Information supplied -

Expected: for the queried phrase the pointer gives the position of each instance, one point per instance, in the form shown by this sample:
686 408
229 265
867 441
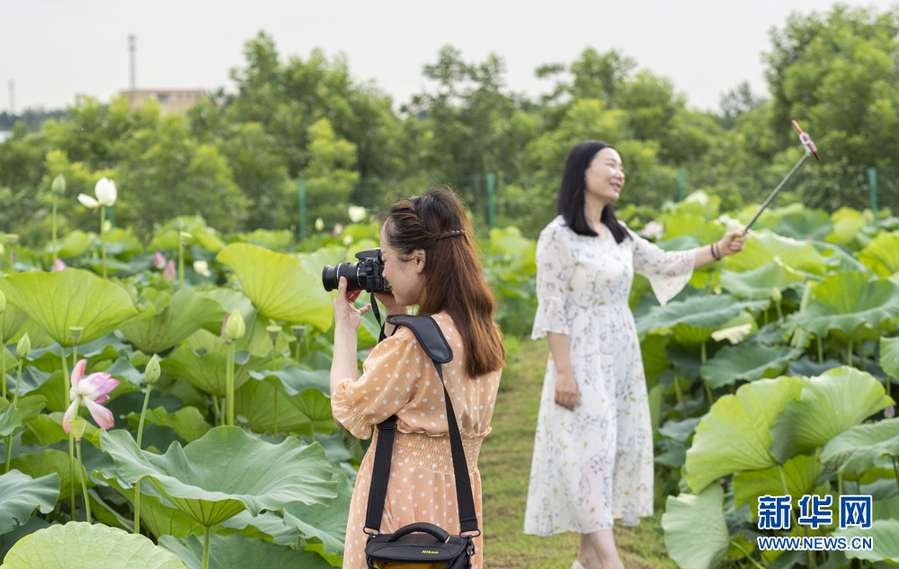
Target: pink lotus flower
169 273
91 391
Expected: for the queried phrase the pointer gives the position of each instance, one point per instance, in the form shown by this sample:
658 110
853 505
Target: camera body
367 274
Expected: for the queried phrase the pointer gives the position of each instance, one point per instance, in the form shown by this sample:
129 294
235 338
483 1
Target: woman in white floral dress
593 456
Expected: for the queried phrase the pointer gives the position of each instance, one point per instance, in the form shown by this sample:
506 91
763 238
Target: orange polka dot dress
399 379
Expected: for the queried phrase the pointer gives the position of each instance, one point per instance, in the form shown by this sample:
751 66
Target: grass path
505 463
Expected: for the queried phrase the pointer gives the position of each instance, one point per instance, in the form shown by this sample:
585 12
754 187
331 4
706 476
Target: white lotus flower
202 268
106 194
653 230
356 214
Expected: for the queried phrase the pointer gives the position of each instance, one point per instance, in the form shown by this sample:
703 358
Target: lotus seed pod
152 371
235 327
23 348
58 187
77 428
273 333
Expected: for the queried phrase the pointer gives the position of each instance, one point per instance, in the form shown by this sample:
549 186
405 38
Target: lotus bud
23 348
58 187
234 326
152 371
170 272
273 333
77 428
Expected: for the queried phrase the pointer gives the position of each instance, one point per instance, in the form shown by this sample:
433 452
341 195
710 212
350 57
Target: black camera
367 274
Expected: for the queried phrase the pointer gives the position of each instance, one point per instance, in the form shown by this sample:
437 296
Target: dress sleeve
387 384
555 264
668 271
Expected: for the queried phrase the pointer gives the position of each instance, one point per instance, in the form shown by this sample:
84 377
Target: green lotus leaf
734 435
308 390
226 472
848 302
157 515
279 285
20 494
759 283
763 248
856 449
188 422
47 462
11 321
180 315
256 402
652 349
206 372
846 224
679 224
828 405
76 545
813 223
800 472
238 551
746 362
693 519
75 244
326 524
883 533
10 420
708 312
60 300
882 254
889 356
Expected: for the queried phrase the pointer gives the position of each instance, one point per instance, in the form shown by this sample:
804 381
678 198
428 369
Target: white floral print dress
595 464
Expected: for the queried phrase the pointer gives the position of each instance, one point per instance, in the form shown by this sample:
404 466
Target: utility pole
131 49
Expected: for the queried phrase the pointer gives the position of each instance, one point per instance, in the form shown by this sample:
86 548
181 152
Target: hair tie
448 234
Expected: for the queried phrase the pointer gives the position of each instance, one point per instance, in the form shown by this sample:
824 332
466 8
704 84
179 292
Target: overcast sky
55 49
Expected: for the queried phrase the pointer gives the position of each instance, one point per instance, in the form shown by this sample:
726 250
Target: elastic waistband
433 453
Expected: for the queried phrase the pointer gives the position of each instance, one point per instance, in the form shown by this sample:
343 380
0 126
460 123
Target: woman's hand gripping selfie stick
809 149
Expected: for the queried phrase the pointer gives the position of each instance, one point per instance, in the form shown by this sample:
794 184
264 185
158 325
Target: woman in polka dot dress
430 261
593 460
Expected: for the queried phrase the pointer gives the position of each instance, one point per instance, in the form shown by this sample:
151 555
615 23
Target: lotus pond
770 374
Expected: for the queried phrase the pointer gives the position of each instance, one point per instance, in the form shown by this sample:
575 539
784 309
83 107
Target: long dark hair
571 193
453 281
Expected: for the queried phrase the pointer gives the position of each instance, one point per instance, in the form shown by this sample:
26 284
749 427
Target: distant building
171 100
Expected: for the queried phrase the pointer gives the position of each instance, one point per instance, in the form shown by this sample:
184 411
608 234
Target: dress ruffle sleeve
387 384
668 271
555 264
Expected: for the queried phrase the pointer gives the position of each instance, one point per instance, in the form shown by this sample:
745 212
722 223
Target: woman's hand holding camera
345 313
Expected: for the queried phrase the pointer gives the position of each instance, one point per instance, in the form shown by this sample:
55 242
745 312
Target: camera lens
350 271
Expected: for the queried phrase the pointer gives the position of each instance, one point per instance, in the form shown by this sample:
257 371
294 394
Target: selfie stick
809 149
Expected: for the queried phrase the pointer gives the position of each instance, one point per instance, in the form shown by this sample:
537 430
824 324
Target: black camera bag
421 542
---
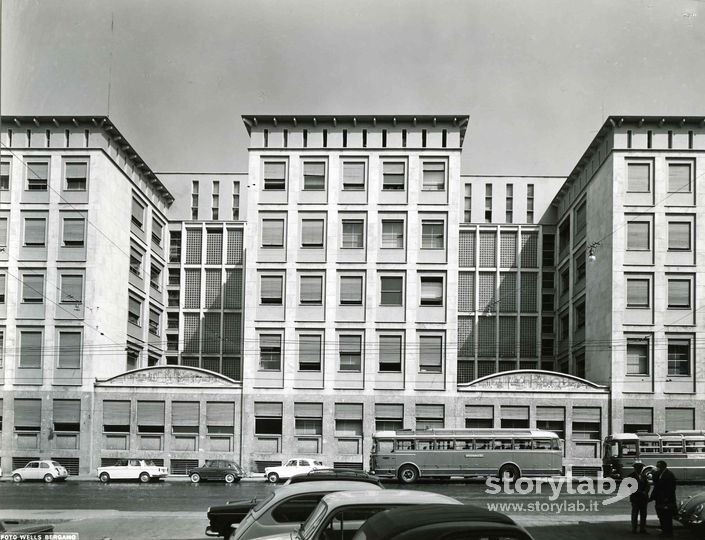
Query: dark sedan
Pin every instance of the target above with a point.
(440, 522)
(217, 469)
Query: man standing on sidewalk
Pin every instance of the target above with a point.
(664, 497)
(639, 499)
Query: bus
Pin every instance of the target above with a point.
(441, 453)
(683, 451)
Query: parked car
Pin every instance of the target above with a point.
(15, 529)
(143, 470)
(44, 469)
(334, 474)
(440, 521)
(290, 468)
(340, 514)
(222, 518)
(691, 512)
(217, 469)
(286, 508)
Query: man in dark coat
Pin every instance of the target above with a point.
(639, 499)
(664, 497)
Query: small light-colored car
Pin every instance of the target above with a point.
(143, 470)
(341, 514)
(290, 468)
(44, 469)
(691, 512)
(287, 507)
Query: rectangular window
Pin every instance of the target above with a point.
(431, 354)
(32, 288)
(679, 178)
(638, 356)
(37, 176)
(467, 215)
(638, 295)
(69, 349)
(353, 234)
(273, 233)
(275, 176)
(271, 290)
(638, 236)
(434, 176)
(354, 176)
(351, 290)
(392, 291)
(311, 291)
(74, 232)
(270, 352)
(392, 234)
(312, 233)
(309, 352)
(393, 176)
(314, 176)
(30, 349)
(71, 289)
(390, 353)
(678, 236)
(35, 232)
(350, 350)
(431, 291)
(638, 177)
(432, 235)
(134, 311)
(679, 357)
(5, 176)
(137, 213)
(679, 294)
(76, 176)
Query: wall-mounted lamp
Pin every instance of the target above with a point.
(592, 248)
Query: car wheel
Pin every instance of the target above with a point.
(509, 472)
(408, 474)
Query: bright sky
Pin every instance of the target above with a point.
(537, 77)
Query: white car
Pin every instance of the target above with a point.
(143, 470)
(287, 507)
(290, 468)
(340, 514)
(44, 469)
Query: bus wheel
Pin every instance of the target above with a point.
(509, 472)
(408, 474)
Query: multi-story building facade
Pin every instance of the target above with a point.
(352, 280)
--
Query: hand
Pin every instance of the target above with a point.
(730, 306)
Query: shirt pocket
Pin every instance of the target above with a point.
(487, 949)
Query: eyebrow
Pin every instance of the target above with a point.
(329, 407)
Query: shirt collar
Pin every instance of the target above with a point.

Problem -
Please count the lines in the material above that hold the word "shirt", and give only the total.

Task output -
2